• **Tâches à accomplir**:
(1) Selon le passage fourni, de combien de membres l'assemblée constituante se composait-elle ?
(2) Expliquez, d'après le passage fourni, pourquoi la manière dont se formait la loi avant 1789 n'y est pas examinée.
(3) Citez le passage fourni depuis les mots « 6. Nous n'avons » jusqu'aux mots « cette époque mémorable. » inclus.

• **Passage fourni**:
6. Nous n'avons point à rechercher ici comment, avant 1789, se formait la loi. Ce travail, plus curieux qu'utile, nous conduirait trop loin, mais nous devons préciser avec soin tout ce qui tient à la confection de la loi, à partir de cette époque mémorable.

L'assemblée constituante, composée d'une seule chambre (douze cents membres), fait, dès le 26 août 1789, connaître par sa déclaration des droits de l'homme et du citoyen, que « la loi est l'expression de la volonté générale, » que tous les citoyens ont le droit de concourir personnellement, par eux ou par leurs représentants, à sa formation.» Des articles organiques de ce principe déclarent, dès le 1 octobre suivant, « qu'aucun acte du corps législatif ne pourra être considéré comme loi, s'il n'est fait par les représentants de la nation librement et légalement élus, et s'il n'est sanctionné par le monarque (art. 9). » Le refus du roi n'est que suspensif et ce refus cesse à la seconde des législatures postérieures à celle qui a proposé la loi (art. 11 et 12). La proposition des lois n'appartient qu'à l'assemblée, mais le roi peut l'inviter à prendre un objet en considération (art. 15).

• **Matériel fourni**:
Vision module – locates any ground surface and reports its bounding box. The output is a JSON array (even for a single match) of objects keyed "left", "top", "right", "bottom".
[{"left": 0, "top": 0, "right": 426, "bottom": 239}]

• **Résultats**:
(1) Douze cents membres.

(2) Ce travail y est jugé plus curieux qu'utile et conduirait trop loin. Le passage entend plutôt préciser avec soin tout ce qui tient à la confection de la loi à partir de 1789.

(3)
6. Nous n'avons point à rechercher ici comment, avant 1789, se formait la loi. Ce travail, plus curieux qu'utile, nous conduirait trop loin, mais nous devons préciser avec soin tout ce qui tient à la confection de la loi, à partir de cette époque mémorable.